> _Input data_
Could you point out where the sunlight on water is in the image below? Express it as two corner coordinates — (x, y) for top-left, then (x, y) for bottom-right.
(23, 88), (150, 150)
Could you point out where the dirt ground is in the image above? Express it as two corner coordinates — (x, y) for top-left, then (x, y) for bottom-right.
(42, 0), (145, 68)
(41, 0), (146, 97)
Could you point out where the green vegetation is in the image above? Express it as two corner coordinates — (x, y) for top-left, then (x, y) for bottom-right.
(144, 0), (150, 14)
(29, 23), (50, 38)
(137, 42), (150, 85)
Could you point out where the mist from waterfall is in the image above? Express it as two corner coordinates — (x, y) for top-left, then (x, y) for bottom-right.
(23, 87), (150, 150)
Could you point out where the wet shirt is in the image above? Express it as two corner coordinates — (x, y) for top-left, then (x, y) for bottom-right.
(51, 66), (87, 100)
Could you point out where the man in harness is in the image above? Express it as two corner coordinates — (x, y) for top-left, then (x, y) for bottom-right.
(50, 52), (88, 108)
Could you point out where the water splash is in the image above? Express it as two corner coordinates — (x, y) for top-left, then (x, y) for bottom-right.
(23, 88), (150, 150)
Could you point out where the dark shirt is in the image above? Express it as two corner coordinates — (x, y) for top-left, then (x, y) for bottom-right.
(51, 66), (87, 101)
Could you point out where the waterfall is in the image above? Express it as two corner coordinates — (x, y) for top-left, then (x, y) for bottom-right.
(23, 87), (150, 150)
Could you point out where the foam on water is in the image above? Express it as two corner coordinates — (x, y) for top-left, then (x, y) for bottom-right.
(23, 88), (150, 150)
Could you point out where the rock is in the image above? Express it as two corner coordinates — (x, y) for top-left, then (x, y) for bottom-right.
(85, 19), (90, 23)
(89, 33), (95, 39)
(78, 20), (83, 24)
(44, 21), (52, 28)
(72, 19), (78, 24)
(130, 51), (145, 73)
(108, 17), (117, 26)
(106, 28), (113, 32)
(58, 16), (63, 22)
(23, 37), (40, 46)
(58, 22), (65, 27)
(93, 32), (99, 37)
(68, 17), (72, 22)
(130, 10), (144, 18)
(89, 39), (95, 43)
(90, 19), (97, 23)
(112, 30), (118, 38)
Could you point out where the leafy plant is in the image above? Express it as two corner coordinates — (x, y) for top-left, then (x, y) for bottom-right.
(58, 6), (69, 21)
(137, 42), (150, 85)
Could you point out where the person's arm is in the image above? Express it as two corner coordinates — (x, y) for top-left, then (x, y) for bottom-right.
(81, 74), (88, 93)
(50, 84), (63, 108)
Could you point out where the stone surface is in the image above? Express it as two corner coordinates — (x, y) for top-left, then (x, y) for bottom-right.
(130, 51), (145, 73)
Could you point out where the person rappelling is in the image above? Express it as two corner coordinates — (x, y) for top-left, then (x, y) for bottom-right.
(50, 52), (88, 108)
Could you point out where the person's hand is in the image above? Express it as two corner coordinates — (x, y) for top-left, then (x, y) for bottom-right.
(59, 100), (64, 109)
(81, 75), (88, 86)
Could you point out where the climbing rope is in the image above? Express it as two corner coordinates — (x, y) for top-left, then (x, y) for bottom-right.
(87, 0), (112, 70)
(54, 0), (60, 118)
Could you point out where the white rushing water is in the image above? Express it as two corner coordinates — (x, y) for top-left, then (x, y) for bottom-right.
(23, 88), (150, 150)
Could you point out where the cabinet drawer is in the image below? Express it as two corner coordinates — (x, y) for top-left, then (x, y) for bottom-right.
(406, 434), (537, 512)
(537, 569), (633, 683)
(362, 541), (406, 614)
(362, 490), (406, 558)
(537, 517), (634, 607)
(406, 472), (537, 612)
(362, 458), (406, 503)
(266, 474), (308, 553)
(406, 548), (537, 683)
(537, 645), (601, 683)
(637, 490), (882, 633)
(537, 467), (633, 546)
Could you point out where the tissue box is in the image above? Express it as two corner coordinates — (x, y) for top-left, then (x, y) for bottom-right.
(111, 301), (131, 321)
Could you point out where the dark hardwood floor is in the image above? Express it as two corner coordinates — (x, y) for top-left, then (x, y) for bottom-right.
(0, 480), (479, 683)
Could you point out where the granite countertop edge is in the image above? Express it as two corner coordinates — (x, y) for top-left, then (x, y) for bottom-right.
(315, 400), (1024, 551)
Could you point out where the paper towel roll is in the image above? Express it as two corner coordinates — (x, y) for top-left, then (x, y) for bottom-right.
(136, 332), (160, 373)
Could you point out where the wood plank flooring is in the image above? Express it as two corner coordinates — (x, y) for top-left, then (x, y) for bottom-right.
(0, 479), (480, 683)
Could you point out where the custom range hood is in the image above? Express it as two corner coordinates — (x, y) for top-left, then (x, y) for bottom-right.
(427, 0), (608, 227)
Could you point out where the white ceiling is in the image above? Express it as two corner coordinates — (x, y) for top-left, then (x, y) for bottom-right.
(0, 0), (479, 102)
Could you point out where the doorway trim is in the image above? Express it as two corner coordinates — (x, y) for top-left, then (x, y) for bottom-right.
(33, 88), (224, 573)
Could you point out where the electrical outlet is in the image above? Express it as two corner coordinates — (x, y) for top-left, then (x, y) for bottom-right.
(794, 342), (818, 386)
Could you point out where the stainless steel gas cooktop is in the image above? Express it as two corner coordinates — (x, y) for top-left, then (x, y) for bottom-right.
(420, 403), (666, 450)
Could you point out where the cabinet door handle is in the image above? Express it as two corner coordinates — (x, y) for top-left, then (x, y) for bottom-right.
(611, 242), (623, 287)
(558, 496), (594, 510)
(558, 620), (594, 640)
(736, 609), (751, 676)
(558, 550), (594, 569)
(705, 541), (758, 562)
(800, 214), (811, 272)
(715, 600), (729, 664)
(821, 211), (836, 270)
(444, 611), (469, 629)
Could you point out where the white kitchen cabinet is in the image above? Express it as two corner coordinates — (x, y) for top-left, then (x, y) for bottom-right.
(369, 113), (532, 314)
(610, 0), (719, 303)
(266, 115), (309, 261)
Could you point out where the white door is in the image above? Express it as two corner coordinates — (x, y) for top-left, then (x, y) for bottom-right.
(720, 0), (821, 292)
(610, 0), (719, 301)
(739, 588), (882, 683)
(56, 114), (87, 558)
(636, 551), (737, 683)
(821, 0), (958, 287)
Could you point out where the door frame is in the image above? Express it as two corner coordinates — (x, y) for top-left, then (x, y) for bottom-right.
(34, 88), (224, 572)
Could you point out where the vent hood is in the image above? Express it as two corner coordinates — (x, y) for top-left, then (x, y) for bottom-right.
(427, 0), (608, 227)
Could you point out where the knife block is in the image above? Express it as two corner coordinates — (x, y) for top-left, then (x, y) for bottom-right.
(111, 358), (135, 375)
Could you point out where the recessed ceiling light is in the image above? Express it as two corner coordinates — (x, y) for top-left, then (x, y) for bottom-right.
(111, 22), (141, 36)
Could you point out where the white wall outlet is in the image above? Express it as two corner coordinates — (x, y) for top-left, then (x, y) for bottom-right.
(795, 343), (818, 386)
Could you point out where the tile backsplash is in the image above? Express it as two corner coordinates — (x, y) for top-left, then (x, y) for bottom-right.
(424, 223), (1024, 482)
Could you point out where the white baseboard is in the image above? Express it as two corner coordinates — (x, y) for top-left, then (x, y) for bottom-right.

> _Problem_
Extract all the lines above and reproduce each one word for word, with no changes.

> _The result_
Could you point out where the sunlight on water is in the image below? Express it as two corner coordinates — (x, y) for top-left, then (x, y) for bottom-right.
(23, 88), (150, 150)
Could you point out where the dirt ground is in the image above? Express it as two corner coordinates — (x, y) for top-left, then (x, y) for bottom-right.
(42, 0), (145, 68)
(41, 0), (146, 97)
Could you point out where the green vegetation is in the image above? Express it as two corner coordinates — (x, y) for top-left, then (x, y) for bottom-right.
(144, 0), (150, 14)
(29, 23), (50, 38)
(137, 42), (150, 85)
Could you point out where the mist from waterfall is in the image above? Express it as two corner coordinates — (x, y) for top-left, then (x, y) for bottom-right.
(23, 87), (150, 150)
Could you point out where the wet shirt is in the image above? Express it as two corner coordinates — (x, y) for top-left, then (x, y) for bottom-right.
(51, 66), (87, 100)
Could you point out where the man in harness is in the image above? Express it as two corner coordinates — (x, y) for top-left, then (x, y) for bottom-right.
(50, 52), (88, 108)
Could you point out where the water splash is in the image above? Express it as two corner coordinates — (x, y) for top-left, then (x, y) for bottom-right.
(23, 88), (150, 150)
Could you point out where the dark shirt is in the image above? Express it as two corner coordinates — (x, y) for top-left, then (x, y) for bottom-right.
(51, 66), (87, 101)
Could you point out where the waterfall is in the image above? Express it as two corner coordinates — (x, y) for top-left, then (x, y) for bottom-right.
(23, 87), (150, 150)
Could you point out where the foam on water is in the image above? Express it as two corner coordinates — (x, y) for top-left, then (x, y) for bottom-right.
(23, 88), (150, 150)
Could you point out where the rock is in the image above? Express it as two corner coordinates — (x, y) for top-left, then (x, y) for bottom-right.
(85, 19), (90, 23)
(89, 33), (95, 39)
(78, 20), (83, 24)
(44, 21), (52, 28)
(72, 19), (78, 24)
(130, 51), (145, 73)
(108, 17), (117, 26)
(106, 28), (113, 32)
(58, 16), (63, 22)
(23, 37), (40, 46)
(58, 22), (65, 27)
(93, 32), (99, 37)
(68, 17), (72, 22)
(130, 10), (144, 18)
(89, 39), (95, 43)
(90, 19), (97, 23)
(112, 30), (118, 38)
Could you point out where the leafy plant is in the image above? Express it as two corner coordinates — (x, y) for top-left, then (x, y) for bottom-right.
(58, 6), (69, 21)
(137, 42), (150, 85)
Could you point out where the person's arm is in the image above? Express it as two corner coordinates — (x, y) for top-left, then (x, y) for bottom-right.
(81, 74), (88, 93)
(50, 84), (63, 108)
Could you point out where the stone surface is in the image above? Express it as two corner coordinates — (x, y) for top-left, then (x, y) for bottom-right.
(130, 51), (145, 73)
Could you point out where the person rappelling is in the image above? Express it as two corner coordinates — (x, y) for top-left, then (x, y) for bottom-right.
(50, 52), (88, 108)
Could you point out where the person's hand is in the image above? Express it as two corner coordinates — (x, y) for top-left, then (x, y) for bottom-right.
(59, 100), (64, 109)
(81, 75), (88, 86)
Could you point out where the climbing rope is in the image above? Express it as two corner coordinates — (x, y) for top-left, then (x, y) for bottom-right.
(87, 0), (112, 70)
(54, 0), (60, 118)
Could you point out where the white rushing water is in the image above? Express it as two corner coordinates — (x, y) for top-left, then (x, y) for bottom-right.
(23, 88), (150, 150)
Could you point out where the cabinet drawer is in the image below? Express it as two corner coordinates — (x, y) for top-left, then (x, y) for bottom-right.
(406, 434), (537, 512)
(537, 569), (633, 683)
(362, 541), (406, 614)
(362, 490), (406, 558)
(537, 517), (634, 607)
(406, 472), (537, 612)
(362, 458), (406, 503)
(266, 474), (308, 553)
(406, 548), (537, 683)
(537, 645), (601, 683)
(637, 490), (882, 633)
(537, 467), (633, 546)
Could you point out where the tissue box is in the image above? Express it as two corner coordinates — (x, y) for top-left, then (x, y) for bottom-right.
(111, 301), (131, 321)
Could you point out where the dark hardwood floor is in the image above? Express it as two corner coordinates — (x, y) for top-left, then (x, y) for bottom-right.
(0, 480), (479, 683)
Could you point out where the granite countertop edge is in the image above? Express it as two corner coordinates — (x, y) for top-left, then (x, y) for bottom-right.
(315, 400), (1024, 551)
Could you point out where the paper towel roll is in the image above? Express it as two corner coordinates — (x, y) for top-left, then (x, y) for bottom-right.
(136, 332), (160, 373)
Could you point out where the wood plank flooring is in the image above? Express it as two corner coordinates — (x, y) for top-left, then (x, y) for bottom-right.
(0, 479), (480, 683)
Could you point out where the custom range hood is in the image above? Express it as two corner coordinates — (x, y) for top-left, then (x, y) for bottom-right.
(427, 0), (608, 227)
Could you point out where the white ceiling is in the image above? Express it as two corner coordinates — (x, y) for top-left, then (x, y) for bottom-right.
(0, 0), (479, 102)
Could you point out where the doorway trim is in the image above? Express it as two corner coordinates — (x, y) for top-left, then (x, y) for bottom-right.
(33, 88), (224, 573)
Could you point out where the electrical outlet is in the image above? Express it as two corner coordinates — (x, y) for top-left, then (x, y) for bottom-right.
(794, 342), (818, 386)
Could you point out where the stainless steel gas cooktop is in the image above? Express it as two corner coordinates — (x, y) for top-left, then (x, y) for bottom-right.
(420, 403), (666, 450)
Could you point out where the cabinet door handle is in the image above? Express it as two corner coordinates — (x, y) for top-left, then (x, y) for bottom-right.
(611, 242), (623, 287)
(558, 496), (594, 510)
(558, 620), (594, 640)
(736, 609), (751, 676)
(558, 550), (594, 569)
(705, 541), (758, 562)
(800, 214), (811, 272)
(715, 600), (729, 664)
(821, 211), (836, 270)
(444, 611), (469, 629)
Could you point out where the white kitchen cabinet is in the image above? Express it as two corner coordinates — (x, y) for top-left, then (x, y) for bottom-right.
(369, 113), (532, 314)
(610, 0), (719, 303)
(266, 115), (309, 261)
Could you point out where the white door is in the image above? Express it as two corner coordinates — (x, y) for top-left, then (x, y) for bottom-right.
(720, 0), (821, 292)
(610, 0), (719, 301)
(739, 588), (882, 683)
(56, 114), (87, 558)
(636, 551), (737, 683)
(821, 0), (958, 287)
Could you point out where the door frame is in the image above? Express it as two corner coordinates — (x, y) for top-left, then (x, y) for bottom-right.
(34, 88), (224, 572)
Could you point out where the vent hood is in the image above? Express it as two corner coordinates — (x, y) for top-left, then (x, y) for bottom-right.
(427, 0), (608, 227)
Could you point out where the knife block is in the image above? Express it as two corner coordinates — (x, y) for top-left, then (x, y) for bottom-right.
(111, 358), (135, 375)
Could you point out where the recessed ceiling light is in the image above? Express it as two corner coordinates — (x, y) for top-left, then (x, y) for bottom-right.
(111, 22), (141, 36)
Could you point out where the white wall outlet is in the image above? Express it as two corner coordinates — (x, y) for top-left, then (x, y) for bottom-right.
(795, 343), (818, 386)
Could you point out where the tile backsplash is in the image above? Express it as two corner coordinates — (x, y) for top-left, then (x, y) for bottom-right.
(424, 223), (1024, 482)
Could you point out where the white baseboard is in the image above? Express it as two corner coordinates — (x, y) for top-left, then (x, y) for bottom-right.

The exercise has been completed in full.